▶ Text shown
▬▬▬

This is just a copy paste from this mastodon thread
More docs are here now: https://codeberg.org/pastagang/basil
Cheat sheet here: /blog/basil/docs.html
Posts
#pastagang just soft launched a new hydra language :o #basil

These two are the same semanticaly.

Basil is just a veeeeery thin syntax sugar layer over hydra, its literly being translated into hydra JS code, and then its just normal hydra (or well hydro!) code.
Lots of bugs probably, lots of caveats. no special array syntax (yet?)
in this language # and \n are the same.
(well most of the time; there are places where new lines are ok, but # isn’t)
Both (usually) are the “chaining operator”
so o # r becomes o().r()
arguments, are space delimited
() denote sub-chains (and its the only way to start one, you always need them in add/layer/mod)

▬▬▬

▶ Dataset excerpts

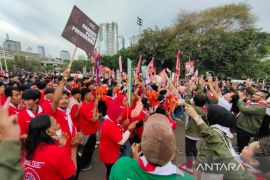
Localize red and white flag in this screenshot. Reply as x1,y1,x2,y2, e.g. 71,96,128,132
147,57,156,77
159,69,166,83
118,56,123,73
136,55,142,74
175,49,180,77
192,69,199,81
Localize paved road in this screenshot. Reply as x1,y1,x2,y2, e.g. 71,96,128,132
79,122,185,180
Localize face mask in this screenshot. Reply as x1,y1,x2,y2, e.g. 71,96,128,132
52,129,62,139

▬▬▬

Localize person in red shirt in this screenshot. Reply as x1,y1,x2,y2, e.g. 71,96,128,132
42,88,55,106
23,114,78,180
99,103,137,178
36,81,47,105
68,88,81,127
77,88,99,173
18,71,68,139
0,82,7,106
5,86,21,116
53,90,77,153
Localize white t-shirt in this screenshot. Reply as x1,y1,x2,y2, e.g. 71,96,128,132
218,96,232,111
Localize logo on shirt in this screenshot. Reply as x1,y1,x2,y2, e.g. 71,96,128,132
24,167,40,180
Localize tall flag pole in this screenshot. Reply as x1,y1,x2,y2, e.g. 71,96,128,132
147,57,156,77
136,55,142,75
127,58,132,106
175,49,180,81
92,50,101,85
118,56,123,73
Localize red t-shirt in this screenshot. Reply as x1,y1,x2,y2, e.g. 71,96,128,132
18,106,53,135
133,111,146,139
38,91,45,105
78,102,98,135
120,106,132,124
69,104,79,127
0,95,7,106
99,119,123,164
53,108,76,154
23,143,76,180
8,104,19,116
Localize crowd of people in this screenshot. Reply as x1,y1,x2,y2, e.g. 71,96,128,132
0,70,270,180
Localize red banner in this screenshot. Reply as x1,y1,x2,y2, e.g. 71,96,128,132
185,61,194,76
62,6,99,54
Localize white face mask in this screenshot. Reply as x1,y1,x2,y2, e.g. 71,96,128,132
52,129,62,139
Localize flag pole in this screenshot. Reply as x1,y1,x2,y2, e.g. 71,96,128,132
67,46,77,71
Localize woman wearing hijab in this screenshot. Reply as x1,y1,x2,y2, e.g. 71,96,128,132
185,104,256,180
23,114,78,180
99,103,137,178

▬▬▬

▶ Task statement
Answer these questions using the text about Basil above.
1. According to the text, what is Basil translated into?
2. Which two things does the text say are the same in this language?
3. How are arguments delimited?

▶ The output
1. Hydra JS code.
2. # and \n.
3. They are space delimited.